» **Opdracht**
Filter uit het onderstaande materiaal elke regel die het woord "stone" bevat en neem die regels over. Hoofdletters en kleine letters tellen daarbij mee.

» **Geëxtraheerd materiaal**
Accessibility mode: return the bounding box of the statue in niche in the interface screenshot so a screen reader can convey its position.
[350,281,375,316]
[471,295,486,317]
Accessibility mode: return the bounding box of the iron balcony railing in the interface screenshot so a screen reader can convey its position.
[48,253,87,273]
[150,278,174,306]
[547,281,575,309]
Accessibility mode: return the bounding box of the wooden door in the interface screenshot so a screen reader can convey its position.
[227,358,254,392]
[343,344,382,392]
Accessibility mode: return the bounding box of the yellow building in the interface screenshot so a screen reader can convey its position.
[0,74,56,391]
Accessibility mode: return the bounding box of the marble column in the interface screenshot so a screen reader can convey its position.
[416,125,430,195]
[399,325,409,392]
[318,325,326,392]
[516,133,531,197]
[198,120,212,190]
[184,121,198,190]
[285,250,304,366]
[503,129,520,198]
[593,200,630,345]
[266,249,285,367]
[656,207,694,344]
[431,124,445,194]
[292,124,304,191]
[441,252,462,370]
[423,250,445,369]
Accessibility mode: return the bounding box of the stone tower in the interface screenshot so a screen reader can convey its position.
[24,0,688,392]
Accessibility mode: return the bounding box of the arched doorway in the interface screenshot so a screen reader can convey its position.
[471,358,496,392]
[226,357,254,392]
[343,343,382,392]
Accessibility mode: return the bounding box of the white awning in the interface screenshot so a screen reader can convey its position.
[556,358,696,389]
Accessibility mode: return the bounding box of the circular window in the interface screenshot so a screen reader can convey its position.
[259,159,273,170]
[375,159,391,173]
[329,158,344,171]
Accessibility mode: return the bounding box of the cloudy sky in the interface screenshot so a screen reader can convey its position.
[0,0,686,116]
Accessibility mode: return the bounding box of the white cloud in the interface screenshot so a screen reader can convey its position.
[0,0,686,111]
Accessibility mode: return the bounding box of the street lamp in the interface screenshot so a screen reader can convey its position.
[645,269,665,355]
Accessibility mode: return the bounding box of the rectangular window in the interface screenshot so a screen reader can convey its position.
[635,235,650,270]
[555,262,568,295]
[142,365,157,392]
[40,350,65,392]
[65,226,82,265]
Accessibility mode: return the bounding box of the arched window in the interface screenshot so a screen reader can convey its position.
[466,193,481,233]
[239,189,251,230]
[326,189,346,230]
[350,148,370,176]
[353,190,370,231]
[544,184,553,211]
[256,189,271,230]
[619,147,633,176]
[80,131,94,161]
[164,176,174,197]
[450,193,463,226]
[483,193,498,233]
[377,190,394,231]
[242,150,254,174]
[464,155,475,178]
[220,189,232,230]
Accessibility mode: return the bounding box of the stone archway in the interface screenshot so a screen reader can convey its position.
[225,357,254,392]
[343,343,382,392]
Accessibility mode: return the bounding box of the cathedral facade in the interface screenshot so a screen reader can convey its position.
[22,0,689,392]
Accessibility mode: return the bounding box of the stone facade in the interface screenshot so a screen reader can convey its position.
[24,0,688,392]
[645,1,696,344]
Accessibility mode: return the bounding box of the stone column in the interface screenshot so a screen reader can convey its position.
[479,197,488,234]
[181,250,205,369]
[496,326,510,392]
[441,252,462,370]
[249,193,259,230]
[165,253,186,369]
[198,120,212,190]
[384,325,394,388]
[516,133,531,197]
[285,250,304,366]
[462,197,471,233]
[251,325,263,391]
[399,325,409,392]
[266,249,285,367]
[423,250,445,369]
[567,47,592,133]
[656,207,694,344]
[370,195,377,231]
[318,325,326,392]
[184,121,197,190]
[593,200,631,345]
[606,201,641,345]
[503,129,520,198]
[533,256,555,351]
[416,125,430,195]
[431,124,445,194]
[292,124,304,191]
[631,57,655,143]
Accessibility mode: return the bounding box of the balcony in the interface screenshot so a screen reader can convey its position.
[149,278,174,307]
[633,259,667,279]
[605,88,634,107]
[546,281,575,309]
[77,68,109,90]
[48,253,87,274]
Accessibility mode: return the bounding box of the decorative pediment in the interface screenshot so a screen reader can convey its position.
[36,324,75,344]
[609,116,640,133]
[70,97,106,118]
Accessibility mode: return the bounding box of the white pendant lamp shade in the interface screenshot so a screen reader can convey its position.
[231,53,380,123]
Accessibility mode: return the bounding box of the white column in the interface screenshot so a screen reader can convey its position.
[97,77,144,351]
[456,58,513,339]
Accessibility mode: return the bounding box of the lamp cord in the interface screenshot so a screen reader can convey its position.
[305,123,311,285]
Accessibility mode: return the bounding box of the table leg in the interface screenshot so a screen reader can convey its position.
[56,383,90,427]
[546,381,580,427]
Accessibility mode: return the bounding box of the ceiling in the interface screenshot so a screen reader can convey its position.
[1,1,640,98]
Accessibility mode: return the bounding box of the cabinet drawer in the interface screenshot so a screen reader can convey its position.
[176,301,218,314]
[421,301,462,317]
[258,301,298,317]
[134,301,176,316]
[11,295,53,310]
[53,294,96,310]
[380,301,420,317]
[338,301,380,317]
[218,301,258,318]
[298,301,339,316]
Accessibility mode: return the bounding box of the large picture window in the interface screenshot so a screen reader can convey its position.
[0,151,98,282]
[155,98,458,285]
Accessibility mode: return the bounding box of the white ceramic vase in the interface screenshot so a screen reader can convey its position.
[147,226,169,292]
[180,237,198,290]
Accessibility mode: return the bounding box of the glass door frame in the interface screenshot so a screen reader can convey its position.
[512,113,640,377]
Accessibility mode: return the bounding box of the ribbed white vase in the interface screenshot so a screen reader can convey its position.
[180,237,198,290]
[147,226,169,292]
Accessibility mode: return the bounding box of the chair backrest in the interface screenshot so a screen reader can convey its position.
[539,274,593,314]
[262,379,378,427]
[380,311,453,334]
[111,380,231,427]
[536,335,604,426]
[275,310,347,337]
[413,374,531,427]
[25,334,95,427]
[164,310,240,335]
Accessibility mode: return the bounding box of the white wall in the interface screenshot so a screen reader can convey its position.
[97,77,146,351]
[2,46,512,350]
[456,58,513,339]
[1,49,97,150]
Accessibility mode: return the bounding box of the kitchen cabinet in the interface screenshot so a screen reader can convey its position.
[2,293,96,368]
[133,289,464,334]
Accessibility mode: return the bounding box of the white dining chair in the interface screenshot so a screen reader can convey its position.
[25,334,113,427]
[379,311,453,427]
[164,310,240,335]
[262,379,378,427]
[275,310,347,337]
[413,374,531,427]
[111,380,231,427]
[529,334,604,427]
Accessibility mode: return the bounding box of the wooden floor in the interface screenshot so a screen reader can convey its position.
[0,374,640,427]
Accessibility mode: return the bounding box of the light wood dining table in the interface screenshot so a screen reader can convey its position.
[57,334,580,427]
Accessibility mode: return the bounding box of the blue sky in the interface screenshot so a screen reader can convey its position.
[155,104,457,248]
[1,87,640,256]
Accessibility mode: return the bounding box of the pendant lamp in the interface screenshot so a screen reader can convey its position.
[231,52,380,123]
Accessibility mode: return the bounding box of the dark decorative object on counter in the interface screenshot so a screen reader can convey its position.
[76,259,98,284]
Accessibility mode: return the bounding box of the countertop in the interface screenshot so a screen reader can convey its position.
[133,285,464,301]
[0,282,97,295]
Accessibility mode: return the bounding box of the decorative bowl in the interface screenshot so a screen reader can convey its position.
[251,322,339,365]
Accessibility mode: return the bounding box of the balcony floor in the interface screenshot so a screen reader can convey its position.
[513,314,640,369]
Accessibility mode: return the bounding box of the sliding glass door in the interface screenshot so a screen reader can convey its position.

» **Antwoord op opdracht**
Accessibility mode: return the bounding box of the stone tower in the interface screenshot so a screen reader can convey its position.
Accessibility mode: return the bounding box of the stone archway in the interface screenshot so a screen reader can convey its position.
Accessibility mode: return the bounding box of the stone facade in the interface screenshot so a screen reader can convey its position.
Accessibility mode: return the bounding box of the stone column in the interface screenshot so a screen reader can convey its position.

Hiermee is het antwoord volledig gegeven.